Work to be completed | Make a word-for-word copy of the entries below from their first line through the line with "positive clicks: (31, 164)", and add nothing.

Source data
#####

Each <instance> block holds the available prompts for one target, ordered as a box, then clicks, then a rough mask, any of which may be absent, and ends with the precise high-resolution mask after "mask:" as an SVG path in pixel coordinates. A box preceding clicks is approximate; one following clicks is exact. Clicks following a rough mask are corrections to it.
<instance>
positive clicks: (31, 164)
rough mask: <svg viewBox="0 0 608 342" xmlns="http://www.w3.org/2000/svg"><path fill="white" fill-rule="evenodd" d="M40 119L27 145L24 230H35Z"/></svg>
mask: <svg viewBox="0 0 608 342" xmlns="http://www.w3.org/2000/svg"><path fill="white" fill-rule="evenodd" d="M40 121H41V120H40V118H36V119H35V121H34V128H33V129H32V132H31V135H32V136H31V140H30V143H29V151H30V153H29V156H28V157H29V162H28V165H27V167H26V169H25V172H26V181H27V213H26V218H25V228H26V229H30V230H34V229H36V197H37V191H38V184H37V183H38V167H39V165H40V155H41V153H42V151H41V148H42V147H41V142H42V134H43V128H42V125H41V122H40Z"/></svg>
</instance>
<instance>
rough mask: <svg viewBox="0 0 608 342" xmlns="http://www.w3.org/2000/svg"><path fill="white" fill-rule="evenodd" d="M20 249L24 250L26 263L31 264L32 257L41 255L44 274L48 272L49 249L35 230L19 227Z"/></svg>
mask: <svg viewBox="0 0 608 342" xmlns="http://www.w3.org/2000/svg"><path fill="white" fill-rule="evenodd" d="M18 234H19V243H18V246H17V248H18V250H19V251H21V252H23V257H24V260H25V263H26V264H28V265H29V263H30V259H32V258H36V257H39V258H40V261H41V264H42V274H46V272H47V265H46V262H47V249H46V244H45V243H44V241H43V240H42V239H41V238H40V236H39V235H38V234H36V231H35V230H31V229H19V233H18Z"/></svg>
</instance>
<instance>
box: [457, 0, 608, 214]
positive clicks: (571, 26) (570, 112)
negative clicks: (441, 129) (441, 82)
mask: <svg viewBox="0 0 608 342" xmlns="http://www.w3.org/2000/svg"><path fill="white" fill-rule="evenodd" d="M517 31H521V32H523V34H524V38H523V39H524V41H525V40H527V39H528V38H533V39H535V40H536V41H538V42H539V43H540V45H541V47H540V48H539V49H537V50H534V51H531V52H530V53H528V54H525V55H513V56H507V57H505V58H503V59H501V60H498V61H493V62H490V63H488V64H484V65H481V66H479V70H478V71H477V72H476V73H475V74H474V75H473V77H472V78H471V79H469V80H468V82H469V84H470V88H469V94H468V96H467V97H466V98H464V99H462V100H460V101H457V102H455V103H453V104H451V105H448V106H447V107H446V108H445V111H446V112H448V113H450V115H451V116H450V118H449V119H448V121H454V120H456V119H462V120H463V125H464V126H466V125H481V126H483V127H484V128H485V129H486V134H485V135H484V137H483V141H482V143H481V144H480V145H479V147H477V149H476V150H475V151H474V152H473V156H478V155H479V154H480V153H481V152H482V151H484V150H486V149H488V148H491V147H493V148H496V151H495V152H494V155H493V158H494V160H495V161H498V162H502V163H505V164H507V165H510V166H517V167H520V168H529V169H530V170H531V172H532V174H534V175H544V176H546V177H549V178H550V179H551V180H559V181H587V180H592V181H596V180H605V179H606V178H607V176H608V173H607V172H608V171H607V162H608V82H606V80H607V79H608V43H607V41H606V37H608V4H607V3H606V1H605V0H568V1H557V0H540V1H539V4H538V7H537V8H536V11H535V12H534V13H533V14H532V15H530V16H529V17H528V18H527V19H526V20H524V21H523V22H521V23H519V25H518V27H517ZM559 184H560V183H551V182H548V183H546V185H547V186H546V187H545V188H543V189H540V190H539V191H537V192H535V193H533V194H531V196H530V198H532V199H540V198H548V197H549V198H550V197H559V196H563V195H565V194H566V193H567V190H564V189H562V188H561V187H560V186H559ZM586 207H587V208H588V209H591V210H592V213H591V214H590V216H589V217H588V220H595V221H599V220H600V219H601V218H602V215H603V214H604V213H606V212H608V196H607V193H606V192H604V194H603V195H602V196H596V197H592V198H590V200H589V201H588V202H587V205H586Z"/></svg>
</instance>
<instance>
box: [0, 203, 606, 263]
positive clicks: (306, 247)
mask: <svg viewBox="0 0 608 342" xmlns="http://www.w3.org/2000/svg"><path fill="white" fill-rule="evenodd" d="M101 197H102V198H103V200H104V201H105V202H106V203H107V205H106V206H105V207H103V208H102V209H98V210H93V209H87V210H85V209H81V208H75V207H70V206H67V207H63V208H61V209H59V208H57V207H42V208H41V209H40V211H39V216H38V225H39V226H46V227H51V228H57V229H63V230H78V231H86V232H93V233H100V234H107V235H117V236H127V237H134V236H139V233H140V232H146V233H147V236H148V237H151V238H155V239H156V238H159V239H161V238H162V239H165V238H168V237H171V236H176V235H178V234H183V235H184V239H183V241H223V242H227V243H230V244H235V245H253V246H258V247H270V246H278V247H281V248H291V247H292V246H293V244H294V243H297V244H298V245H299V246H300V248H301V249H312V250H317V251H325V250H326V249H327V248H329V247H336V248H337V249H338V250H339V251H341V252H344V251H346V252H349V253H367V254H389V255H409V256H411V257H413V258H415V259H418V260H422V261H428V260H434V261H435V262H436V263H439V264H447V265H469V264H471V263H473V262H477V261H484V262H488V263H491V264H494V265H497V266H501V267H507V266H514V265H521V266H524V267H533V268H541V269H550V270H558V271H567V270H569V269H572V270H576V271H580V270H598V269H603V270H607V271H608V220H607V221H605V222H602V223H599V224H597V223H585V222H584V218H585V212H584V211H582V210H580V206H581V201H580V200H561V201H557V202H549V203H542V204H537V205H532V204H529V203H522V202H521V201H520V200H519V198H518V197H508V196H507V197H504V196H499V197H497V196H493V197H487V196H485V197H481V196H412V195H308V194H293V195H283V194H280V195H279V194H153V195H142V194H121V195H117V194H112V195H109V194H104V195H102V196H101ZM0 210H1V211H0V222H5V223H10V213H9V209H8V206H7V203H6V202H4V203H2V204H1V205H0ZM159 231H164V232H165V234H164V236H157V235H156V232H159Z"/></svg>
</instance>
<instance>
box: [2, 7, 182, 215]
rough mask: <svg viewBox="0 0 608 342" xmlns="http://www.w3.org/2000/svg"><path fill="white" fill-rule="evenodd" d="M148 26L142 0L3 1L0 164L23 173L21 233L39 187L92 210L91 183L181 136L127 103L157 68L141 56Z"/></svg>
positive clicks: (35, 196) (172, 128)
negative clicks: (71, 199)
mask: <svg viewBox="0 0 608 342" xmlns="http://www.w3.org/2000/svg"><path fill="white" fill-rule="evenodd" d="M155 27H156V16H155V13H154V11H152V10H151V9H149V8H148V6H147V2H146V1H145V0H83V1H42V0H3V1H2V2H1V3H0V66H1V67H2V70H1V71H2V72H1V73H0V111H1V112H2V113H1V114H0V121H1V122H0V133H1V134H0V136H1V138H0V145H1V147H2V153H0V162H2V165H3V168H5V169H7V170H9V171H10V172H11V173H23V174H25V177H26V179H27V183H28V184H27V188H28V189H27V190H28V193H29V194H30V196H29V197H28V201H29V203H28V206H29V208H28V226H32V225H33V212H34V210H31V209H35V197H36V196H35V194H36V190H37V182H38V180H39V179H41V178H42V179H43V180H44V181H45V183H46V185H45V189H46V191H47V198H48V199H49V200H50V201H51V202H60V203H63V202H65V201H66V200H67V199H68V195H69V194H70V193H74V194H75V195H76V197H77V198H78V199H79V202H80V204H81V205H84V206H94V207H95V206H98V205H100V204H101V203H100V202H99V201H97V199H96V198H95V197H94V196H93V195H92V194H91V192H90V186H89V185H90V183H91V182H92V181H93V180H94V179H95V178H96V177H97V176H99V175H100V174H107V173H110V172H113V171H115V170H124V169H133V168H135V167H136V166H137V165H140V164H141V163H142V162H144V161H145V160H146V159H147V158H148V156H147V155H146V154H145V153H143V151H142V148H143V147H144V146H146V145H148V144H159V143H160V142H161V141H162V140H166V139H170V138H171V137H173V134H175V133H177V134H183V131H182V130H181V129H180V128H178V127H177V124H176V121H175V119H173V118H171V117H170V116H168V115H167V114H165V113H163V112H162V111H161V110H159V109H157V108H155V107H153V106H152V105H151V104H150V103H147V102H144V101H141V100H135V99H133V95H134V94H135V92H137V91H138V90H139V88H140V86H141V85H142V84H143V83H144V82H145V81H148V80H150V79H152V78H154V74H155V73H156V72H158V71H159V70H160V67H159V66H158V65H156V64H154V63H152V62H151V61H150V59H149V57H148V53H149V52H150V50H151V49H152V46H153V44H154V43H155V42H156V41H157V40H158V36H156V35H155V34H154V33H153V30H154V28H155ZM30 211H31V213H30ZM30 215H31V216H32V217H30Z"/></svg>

#####

Output below |
Each <instance> block holds the available prompts for one target, ordered as a box, then clicks, then a rough mask, any of which may be absent, and ends with the precise high-resolution mask after "mask:" as an SVG path in pixel coordinates. A box preceding clicks is approximate; one following clicks is exact. Clicks following a rough mask are corrections to it.
<instance>
positive clicks: (31, 164)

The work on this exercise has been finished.